- Written task 1:
In the comic review, who translated this version of "The Golden Age"?

Celebrating the Unpopular Arts
Review time! with ‘The Golden Age,’ volume 1

Review time! with ‘The Golden Age,’ volume 1

“All the screens are filled with heroes and losers but the sky’s still filled with stars”

I’ve been a fan of Cyril Pedrosa‘s work for a while now, so of course I was interested in this comic when it was offered. He draws it and co-writes it with Roxanne Moreil, and this version is translated by Montana Kane, as the original is in French. First Second Books, purveyors of fine comics everywhere, is the publisher. It’s volume 1, unfortunately, which means we have to wait for the story to continue, but we can dive into this first volume easily enough!

The Golden Age feels like a fairy tale, as it’s set in medieval times and a princess must regain her throne after her father dies. As complex as fairy tales can be, however, this comic takes the basics of a fairy tale and deepens them, as we get a political situation in the kingdom that doesn’t resolve easily and characters who are difficult to root for even though they’re nominally the “good guys.” Moreil and Pedrosa are interested in telling a story in which compelling characters have to make difficult choices, and they succeed very well. We begin with Lord Tankred, who is returning to court after a long exile. He was once very close to the princess, Tilda, but forces conspired against him and drove him away. He and his ward, Bertil, provide good “outsider” perspective on the court. Tilda, meanwhile, is mourning her father but she also has to prepare to rule. Tankred brings her an enigmatic message from an old lord, one who was faithful to her father (it’s implied that some were not). Before any of this can percolate, however, Tilda’s younger brother, pushed by their mother and the lords who think they can manipulate him, tells her he’s taken over. The coup is bloodless, but Tilda’s escape from her brother – aided by Tankred and Bertil – is not, and so she becomes a hunted fugitive. She discovers that the old lord has a message for her, and he believes it means there’s a treasure in a city that her father meant for her to find. So she’s off on a quest, with the kingdom’s soldiers on her trail.

- Data listing:
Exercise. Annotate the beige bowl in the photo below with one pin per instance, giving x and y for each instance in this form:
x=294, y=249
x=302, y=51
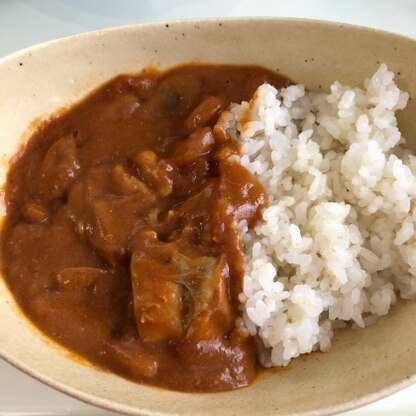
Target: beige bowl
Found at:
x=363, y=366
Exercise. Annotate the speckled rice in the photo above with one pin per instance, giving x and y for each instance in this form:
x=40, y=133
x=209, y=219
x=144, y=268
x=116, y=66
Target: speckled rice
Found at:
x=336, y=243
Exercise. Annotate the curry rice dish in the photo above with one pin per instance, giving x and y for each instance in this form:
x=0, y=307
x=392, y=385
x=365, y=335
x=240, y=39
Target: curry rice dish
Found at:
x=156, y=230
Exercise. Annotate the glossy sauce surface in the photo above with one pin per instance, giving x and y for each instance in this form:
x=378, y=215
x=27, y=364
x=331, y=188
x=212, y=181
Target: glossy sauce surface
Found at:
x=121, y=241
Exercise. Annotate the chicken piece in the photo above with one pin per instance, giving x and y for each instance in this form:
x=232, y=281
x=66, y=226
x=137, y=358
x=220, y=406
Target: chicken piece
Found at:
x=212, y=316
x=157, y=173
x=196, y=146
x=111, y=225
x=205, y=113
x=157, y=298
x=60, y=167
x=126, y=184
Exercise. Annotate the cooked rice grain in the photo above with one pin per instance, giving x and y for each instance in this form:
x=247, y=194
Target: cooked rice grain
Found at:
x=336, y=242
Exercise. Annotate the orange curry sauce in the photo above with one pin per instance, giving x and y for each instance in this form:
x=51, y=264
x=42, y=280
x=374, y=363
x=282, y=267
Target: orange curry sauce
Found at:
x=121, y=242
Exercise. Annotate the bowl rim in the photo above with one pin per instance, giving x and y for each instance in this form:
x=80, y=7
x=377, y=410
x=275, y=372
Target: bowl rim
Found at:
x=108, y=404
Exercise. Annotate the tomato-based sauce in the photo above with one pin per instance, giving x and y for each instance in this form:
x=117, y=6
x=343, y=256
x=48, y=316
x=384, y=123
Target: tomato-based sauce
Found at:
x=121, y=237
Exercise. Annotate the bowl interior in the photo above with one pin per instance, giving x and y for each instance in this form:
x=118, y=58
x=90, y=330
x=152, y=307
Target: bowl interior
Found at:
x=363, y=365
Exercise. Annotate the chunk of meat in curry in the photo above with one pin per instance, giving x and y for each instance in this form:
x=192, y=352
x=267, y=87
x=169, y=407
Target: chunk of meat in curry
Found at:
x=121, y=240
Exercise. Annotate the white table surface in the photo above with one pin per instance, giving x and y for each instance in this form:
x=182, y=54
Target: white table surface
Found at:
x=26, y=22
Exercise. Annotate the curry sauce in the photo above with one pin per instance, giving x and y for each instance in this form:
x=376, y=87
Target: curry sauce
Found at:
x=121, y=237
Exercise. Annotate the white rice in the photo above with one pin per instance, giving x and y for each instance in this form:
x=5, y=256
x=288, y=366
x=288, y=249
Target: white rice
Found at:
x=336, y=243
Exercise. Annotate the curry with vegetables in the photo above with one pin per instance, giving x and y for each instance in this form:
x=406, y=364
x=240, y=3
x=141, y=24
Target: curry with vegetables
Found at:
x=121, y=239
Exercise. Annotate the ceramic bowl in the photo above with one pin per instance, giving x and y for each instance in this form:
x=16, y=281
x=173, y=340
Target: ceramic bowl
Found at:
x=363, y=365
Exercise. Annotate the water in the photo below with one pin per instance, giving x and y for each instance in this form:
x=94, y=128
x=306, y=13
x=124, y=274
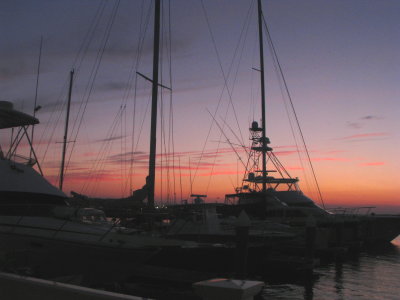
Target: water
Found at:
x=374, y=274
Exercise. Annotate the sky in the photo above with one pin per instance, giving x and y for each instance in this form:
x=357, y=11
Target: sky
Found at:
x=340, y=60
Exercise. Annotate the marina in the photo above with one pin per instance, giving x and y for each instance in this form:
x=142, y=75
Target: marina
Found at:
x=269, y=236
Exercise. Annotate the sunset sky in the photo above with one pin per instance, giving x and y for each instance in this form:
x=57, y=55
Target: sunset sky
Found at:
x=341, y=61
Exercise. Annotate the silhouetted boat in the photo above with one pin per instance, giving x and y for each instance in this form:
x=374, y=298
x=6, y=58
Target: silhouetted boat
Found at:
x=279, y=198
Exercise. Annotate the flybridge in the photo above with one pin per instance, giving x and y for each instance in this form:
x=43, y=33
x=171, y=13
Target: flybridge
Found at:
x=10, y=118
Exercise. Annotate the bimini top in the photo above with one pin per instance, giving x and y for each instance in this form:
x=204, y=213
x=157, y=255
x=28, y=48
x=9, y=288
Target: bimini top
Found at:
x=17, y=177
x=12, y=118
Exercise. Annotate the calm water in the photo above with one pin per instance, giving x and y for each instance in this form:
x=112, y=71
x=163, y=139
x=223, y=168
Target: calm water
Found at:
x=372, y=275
==
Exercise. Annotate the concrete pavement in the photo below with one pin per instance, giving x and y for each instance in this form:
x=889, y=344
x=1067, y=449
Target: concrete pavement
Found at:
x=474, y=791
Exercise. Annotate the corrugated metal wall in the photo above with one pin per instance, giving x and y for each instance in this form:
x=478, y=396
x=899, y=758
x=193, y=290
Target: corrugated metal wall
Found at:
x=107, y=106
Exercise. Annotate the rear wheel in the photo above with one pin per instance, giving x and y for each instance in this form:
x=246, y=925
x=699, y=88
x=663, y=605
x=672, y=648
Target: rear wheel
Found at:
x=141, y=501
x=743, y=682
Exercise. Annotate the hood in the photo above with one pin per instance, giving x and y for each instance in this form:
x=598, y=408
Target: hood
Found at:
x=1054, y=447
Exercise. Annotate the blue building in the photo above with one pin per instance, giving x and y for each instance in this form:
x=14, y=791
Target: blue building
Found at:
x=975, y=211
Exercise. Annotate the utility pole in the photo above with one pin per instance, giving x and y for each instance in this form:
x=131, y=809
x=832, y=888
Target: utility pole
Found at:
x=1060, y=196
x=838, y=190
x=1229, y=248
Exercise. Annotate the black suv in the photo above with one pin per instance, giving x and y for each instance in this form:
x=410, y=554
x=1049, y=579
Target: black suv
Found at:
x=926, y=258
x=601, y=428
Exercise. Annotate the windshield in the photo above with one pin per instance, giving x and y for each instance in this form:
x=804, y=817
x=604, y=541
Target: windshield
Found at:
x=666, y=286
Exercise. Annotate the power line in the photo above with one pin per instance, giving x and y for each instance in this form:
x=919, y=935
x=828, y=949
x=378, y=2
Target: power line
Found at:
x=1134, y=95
...
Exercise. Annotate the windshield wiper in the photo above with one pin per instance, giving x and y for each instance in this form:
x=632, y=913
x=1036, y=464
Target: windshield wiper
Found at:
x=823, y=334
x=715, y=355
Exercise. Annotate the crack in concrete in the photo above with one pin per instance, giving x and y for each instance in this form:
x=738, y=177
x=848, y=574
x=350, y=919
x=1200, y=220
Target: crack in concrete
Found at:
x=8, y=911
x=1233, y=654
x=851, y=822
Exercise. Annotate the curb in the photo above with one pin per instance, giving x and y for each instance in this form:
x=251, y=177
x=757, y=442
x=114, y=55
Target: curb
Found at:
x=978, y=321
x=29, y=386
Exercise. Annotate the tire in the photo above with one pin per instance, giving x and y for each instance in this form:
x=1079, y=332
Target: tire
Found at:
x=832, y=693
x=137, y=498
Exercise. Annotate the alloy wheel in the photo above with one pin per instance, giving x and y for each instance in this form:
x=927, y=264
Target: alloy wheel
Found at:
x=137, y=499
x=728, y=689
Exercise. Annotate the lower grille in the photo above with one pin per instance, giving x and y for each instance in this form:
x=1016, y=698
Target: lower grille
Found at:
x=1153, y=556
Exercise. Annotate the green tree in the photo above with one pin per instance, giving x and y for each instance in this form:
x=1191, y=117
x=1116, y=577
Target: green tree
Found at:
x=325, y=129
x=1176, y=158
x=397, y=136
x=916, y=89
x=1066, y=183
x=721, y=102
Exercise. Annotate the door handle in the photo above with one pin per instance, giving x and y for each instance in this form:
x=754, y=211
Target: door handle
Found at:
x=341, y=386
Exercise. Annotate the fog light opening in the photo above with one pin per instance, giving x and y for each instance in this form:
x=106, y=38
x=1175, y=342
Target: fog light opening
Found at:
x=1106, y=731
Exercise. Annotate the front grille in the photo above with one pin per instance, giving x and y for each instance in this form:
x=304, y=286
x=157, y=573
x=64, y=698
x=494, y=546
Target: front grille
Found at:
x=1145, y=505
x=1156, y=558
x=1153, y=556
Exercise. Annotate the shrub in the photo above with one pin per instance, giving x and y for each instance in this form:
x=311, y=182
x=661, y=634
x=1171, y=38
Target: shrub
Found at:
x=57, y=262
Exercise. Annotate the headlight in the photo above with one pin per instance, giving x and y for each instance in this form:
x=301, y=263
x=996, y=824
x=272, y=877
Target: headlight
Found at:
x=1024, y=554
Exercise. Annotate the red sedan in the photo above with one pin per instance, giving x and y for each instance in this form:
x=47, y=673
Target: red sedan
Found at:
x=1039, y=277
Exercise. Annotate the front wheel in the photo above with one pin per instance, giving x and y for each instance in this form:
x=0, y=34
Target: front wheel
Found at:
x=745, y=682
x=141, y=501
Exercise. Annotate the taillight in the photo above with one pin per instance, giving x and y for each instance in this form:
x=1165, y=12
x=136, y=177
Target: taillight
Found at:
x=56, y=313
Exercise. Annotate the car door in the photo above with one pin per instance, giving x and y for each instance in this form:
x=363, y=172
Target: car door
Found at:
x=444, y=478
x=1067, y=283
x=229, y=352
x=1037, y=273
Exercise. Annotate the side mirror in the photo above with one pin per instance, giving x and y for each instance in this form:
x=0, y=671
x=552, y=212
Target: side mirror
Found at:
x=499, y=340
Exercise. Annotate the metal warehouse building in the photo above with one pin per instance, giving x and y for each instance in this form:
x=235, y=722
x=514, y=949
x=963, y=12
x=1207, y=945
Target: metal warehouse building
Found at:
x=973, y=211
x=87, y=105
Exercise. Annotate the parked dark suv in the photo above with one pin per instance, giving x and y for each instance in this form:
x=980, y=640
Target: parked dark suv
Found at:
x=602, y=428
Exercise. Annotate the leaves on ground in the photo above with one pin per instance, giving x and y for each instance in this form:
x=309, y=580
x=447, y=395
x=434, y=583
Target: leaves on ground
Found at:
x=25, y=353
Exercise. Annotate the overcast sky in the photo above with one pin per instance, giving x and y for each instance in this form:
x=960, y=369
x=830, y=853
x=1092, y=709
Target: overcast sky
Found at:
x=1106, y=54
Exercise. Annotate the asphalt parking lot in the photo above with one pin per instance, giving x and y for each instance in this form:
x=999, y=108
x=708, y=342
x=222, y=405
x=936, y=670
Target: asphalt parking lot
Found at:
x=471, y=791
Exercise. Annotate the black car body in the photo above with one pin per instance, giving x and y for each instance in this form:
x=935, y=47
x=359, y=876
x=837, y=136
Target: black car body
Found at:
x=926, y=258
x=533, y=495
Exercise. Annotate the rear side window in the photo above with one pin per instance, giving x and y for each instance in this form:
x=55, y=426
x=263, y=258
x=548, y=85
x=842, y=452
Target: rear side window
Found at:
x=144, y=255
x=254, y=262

- Written task 2:
In the listing, take the lines starting with the line containing "Exercise. Annotate the beige" and going on through the line containing "x=363, y=366", swap "beige bowl" for "white plate", and write out only those lines with the pictures left out.

- Exercise solution 1:
Montana Kane

- Exercise solution 2:
Exercise. Annotate the white plate in the photo below with one pin per instance, giving x and y for each instance in this form:
x=294, y=249
x=302, y=51
Target: white plate
Found at:
x=363, y=366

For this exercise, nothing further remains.